Doel =>
Herschrijf de regels vanaf de regel met "Practice step: pick out every instance of the upper" tot en met de regel met "[(492, 255), (15, 347)]", en vervang daarin "Target" door "Label". Laat verder alles ongewijzigd.

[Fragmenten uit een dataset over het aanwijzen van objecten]
* * * * *

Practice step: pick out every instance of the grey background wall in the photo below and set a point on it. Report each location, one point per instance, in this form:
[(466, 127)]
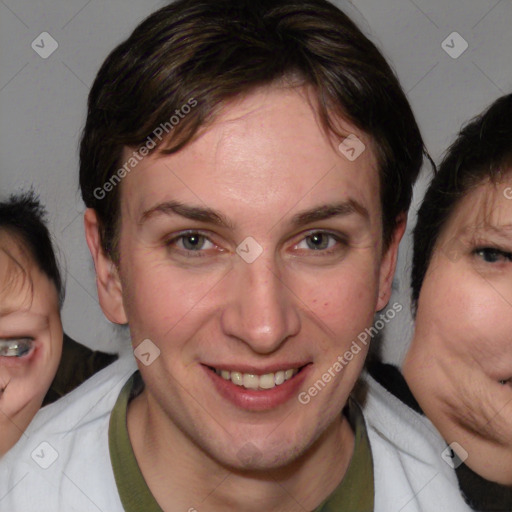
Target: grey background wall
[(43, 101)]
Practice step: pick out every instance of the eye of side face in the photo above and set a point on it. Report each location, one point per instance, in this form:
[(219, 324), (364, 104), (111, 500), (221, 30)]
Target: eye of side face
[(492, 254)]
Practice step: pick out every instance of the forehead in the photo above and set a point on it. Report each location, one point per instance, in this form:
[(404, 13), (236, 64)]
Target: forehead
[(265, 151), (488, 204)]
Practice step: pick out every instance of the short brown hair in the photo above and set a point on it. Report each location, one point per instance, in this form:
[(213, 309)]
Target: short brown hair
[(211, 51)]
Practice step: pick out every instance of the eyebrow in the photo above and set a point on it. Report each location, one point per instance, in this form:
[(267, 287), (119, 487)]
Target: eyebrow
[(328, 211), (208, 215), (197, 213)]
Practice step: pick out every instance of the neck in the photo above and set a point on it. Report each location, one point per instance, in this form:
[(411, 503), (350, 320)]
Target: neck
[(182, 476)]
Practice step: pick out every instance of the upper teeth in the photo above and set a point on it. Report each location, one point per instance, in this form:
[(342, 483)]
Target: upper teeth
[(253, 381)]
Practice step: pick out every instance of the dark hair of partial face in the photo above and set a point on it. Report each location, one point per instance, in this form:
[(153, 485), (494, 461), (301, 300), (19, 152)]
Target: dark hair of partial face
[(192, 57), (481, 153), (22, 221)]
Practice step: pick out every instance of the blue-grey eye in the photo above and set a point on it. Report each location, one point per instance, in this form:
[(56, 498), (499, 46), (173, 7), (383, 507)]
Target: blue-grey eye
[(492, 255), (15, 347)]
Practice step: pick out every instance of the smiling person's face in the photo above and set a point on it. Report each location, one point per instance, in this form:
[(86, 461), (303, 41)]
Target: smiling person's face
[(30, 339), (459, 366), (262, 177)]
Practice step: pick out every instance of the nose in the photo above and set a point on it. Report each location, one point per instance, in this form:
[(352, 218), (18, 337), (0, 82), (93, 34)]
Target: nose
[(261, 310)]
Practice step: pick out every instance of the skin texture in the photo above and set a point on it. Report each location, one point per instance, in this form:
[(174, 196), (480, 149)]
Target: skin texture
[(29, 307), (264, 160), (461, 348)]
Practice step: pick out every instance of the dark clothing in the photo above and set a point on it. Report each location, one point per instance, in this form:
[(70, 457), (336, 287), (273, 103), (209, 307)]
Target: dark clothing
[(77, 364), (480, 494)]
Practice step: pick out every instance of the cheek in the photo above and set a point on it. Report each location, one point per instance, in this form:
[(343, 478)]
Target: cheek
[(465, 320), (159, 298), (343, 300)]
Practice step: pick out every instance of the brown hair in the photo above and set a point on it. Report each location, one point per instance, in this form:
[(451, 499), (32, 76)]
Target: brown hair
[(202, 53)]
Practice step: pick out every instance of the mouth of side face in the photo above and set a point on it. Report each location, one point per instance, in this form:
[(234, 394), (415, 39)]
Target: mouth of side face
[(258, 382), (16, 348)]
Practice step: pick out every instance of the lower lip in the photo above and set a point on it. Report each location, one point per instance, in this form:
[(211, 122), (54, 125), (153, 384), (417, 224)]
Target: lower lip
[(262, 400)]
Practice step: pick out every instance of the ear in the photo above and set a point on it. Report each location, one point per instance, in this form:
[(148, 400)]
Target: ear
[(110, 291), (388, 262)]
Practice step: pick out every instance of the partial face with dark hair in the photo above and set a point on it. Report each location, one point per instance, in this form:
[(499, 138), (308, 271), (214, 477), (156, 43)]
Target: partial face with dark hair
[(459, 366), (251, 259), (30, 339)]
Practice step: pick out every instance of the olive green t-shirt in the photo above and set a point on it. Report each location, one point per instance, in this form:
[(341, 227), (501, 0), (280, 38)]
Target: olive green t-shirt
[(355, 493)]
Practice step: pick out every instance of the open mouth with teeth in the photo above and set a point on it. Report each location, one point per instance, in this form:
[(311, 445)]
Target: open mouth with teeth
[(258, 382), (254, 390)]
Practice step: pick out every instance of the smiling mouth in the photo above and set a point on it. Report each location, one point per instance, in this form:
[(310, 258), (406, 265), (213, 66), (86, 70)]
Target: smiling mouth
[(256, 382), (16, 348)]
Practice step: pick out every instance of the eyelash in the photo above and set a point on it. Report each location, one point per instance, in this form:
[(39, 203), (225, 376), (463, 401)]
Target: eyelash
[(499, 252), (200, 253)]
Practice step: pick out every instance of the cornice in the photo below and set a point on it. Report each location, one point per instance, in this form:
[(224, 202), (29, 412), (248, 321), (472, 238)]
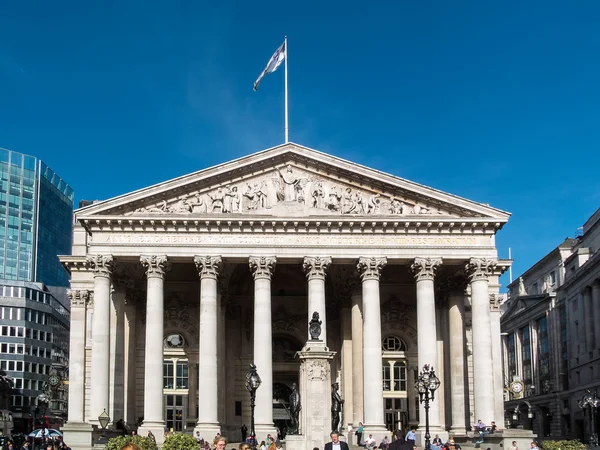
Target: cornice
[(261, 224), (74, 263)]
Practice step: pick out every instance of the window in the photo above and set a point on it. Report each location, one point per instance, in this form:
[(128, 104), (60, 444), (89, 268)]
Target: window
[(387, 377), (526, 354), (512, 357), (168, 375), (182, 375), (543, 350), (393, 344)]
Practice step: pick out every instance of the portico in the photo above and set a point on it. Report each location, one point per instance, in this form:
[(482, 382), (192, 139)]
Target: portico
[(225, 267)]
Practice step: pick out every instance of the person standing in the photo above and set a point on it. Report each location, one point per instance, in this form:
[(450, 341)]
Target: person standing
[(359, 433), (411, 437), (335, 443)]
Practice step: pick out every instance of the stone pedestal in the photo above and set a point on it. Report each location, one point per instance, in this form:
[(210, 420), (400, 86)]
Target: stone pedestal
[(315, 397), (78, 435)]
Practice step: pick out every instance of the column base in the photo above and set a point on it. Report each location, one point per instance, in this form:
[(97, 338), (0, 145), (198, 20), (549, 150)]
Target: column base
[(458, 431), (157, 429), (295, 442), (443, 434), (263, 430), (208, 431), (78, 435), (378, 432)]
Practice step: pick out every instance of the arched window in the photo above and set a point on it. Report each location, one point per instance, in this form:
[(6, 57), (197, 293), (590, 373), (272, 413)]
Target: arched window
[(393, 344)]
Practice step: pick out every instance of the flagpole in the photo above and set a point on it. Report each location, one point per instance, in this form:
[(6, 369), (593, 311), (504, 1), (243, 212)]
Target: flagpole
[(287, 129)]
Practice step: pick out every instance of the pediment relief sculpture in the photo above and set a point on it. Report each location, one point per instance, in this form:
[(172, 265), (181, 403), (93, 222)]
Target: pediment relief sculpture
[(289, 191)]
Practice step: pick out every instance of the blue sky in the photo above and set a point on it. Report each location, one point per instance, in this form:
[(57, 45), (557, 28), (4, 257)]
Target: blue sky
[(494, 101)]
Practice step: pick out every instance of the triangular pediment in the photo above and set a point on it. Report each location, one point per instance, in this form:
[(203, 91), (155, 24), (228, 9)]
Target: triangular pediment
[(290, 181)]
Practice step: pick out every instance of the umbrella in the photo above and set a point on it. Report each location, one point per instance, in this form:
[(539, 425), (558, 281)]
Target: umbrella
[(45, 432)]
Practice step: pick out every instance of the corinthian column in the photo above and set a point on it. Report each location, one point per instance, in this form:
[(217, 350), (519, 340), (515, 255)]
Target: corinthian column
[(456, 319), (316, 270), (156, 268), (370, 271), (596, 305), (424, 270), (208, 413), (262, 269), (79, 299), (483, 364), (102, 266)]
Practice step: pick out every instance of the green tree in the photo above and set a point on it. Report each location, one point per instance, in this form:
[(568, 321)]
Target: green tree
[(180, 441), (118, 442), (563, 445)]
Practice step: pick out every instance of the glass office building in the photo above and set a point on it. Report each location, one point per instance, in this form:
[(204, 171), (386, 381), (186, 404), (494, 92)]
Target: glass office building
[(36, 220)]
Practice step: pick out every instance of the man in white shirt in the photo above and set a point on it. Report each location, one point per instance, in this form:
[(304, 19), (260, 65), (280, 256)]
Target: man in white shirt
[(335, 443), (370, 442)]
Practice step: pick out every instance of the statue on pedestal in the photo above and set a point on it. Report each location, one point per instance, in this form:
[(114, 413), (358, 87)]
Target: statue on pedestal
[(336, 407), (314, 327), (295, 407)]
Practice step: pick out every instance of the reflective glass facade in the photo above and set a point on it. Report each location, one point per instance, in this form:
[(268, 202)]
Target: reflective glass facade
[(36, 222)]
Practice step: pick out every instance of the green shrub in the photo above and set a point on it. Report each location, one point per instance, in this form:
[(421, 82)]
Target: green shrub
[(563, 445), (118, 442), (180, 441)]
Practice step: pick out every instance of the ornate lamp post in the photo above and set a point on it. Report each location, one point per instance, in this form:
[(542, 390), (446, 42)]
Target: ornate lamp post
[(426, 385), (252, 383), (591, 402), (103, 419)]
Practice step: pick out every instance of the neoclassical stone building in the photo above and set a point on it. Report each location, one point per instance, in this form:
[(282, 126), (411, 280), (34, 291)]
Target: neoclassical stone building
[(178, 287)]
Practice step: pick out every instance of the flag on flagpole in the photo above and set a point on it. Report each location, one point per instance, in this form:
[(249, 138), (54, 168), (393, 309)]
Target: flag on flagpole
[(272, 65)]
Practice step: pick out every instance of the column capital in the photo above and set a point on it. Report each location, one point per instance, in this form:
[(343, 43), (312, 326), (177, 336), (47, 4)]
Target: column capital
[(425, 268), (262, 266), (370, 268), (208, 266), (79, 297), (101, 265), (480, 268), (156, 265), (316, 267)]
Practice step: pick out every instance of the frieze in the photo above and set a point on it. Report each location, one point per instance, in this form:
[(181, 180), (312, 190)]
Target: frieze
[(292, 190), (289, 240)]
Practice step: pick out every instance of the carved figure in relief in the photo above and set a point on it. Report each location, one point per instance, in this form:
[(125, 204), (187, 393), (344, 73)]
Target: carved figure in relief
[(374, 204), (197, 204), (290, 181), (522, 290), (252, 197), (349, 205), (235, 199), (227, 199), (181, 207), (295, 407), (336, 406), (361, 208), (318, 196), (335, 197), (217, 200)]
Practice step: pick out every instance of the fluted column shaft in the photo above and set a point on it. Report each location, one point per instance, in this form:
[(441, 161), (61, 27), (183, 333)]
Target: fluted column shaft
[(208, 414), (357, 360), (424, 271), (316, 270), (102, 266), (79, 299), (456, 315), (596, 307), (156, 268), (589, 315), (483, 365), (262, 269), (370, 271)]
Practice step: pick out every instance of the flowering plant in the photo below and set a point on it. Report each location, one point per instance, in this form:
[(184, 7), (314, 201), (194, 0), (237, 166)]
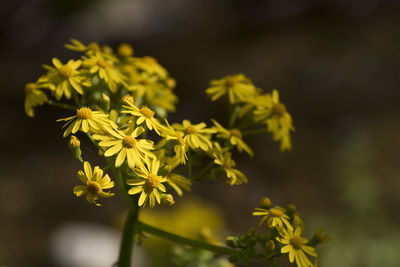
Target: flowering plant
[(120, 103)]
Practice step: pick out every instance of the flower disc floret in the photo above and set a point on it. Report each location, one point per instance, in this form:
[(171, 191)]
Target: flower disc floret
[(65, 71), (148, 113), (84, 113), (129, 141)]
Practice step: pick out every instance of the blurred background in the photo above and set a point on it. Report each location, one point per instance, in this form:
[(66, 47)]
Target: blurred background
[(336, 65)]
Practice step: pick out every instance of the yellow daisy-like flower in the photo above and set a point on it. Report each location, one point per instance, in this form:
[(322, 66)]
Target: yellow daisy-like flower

* * * * *

Juiste uitkomst =>
Practice step: pick out every instance of the upper teeth in the photo above and set a point on it. Report each location, one point per instance, in this form:
[(342, 483)]
Label: upper teeth
[(253, 381)]
Practice step: pick out every instance of the dark hair of partial face in the photo above and set a point on it. Report each location, one point per instance, in this form:
[(153, 485), (494, 461), (301, 300), (19, 152)]
Label: dark hair of partial face
[(192, 57), (481, 153), (22, 221)]
Practice step: pick out every instance of the blue-grey eye in the photo above and set a point on it. Report each location, one point per instance, in this form:
[(56, 498), (499, 46), (173, 7), (383, 507)]
Label: blue-grey eye
[(492, 255), (15, 347)]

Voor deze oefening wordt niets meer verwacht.